● What needs to be done
Please return all lines of the data below containing the string "wooden".
______
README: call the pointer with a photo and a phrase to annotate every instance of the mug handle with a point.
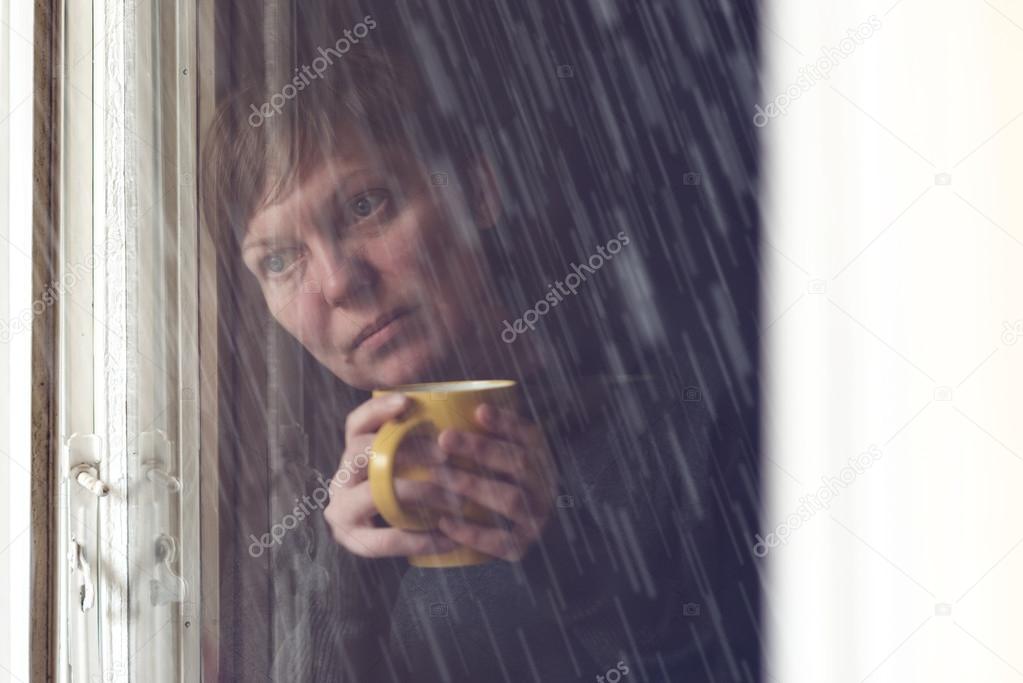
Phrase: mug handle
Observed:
(381, 473)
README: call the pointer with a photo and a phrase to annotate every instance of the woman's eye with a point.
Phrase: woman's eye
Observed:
(278, 262)
(366, 205)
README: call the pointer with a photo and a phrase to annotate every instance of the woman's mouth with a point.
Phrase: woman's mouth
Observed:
(384, 329)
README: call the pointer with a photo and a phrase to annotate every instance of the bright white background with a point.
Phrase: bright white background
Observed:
(889, 287)
(15, 287)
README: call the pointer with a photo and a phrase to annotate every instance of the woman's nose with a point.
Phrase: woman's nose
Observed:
(346, 278)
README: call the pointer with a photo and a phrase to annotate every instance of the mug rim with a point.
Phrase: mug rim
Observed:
(447, 386)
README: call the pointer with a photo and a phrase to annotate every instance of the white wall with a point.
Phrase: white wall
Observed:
(889, 288)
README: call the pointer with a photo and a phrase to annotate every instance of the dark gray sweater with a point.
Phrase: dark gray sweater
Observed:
(639, 574)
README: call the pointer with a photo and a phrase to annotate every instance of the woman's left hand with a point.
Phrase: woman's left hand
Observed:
(518, 483)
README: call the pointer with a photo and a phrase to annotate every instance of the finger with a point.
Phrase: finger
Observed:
(507, 500)
(426, 498)
(354, 462)
(507, 424)
(496, 542)
(371, 415)
(494, 454)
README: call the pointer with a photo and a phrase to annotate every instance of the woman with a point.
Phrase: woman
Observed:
(382, 240)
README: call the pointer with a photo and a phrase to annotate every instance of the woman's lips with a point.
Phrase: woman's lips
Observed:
(394, 326)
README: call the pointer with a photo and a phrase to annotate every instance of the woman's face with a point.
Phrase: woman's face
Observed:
(365, 267)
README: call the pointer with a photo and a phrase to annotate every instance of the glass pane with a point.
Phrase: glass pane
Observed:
(537, 192)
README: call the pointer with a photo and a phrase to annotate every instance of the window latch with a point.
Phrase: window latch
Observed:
(84, 452)
(83, 571)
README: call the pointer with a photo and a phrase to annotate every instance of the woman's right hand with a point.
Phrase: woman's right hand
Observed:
(351, 510)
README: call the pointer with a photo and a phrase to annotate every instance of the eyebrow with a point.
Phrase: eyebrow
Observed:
(341, 186)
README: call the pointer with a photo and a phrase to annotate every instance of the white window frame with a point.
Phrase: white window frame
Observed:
(89, 381)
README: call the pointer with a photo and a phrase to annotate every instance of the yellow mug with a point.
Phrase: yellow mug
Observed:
(436, 406)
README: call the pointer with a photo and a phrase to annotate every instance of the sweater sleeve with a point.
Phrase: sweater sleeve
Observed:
(649, 531)
(331, 607)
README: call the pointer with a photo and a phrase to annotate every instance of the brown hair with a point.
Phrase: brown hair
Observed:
(250, 160)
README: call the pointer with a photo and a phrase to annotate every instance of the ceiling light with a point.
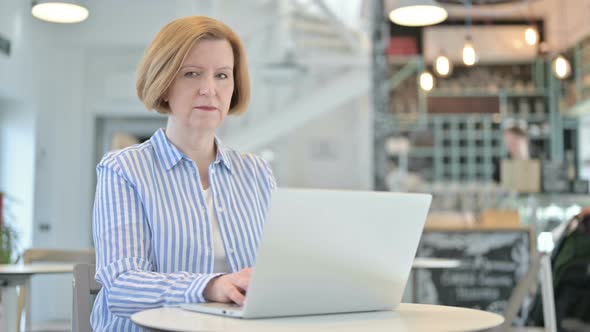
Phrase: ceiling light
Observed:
(443, 66)
(561, 67)
(469, 54)
(417, 13)
(63, 11)
(426, 81)
(531, 36)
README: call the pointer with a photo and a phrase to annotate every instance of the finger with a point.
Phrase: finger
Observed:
(236, 296)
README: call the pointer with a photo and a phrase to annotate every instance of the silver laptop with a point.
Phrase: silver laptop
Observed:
(325, 251)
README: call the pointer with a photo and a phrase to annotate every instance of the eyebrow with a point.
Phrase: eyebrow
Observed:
(195, 66)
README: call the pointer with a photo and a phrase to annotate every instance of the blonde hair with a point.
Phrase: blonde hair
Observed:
(166, 53)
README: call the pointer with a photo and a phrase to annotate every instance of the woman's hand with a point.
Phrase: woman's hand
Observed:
(229, 287)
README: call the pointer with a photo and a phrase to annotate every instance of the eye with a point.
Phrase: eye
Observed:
(190, 74)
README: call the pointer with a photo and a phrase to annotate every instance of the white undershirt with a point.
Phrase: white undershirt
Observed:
(220, 260)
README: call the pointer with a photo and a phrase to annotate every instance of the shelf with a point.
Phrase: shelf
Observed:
(446, 92)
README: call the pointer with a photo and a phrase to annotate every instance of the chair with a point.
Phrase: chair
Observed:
(42, 255)
(85, 289)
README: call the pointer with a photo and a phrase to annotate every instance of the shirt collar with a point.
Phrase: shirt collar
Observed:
(169, 154)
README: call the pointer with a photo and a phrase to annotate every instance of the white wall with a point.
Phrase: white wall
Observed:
(332, 153)
(17, 147)
(64, 76)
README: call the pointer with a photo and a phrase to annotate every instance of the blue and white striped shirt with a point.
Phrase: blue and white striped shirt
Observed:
(152, 233)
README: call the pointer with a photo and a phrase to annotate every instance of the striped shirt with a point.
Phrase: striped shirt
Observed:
(152, 231)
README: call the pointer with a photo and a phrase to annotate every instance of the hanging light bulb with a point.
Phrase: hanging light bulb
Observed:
(561, 67)
(443, 66)
(417, 13)
(469, 55)
(531, 36)
(426, 81)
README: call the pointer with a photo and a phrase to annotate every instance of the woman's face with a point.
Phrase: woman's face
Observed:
(200, 95)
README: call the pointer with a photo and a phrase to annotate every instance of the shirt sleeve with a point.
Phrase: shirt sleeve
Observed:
(123, 243)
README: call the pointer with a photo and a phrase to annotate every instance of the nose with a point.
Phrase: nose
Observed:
(207, 88)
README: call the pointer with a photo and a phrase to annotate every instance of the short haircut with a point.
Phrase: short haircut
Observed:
(168, 50)
(516, 130)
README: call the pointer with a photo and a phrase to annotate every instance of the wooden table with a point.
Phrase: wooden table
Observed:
(12, 275)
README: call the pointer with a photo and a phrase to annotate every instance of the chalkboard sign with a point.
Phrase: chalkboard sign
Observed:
(492, 264)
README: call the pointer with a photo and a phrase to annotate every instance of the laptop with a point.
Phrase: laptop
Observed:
(327, 251)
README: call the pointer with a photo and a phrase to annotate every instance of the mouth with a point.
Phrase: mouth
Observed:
(206, 108)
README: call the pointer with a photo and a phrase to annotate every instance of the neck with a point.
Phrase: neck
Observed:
(198, 146)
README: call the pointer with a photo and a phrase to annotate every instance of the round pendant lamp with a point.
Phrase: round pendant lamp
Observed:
(417, 13)
(62, 11)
______
● Written response
README: call the pointer with a photo and a phrase to annotate every instance of the wooden table with a point.
Phrase: wooden table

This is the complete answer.